* _PROBLEM STATEMENT_
Please rescale the lines below by writing them out again, requests included, with every coordinate in the answers multiplied by 1.55 and rounded to the nearest whole number, halves rounding up. Keep the numbers in the requests and their sample formats unchanged, and leave the pictures out.

# START OF MATERIAL FOR THE TASK

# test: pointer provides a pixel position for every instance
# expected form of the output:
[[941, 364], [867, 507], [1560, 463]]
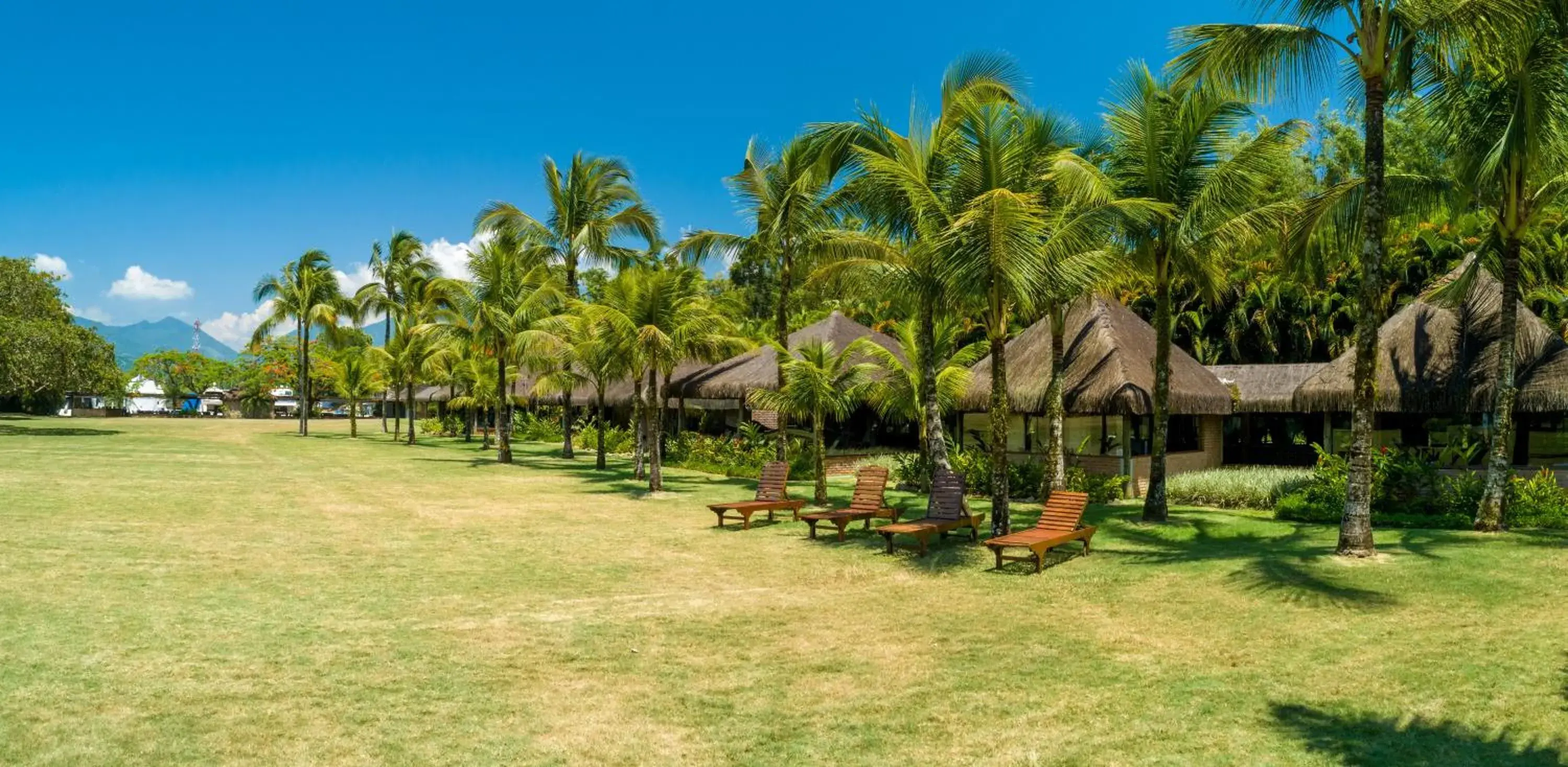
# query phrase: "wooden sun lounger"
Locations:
[[772, 496], [949, 512], [1060, 521], [871, 487]]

# END OF MATERIAL FOR THE TASK

* _FINISHED EXERCISE_
# test: pointer provides a pixel position for every instance
# expected form of the output:
[[941, 364], [867, 507], [1560, 463]]
# query phrase: "wooden sun lounger"
Locations:
[[1197, 769], [1471, 794], [1643, 808], [1350, 755]]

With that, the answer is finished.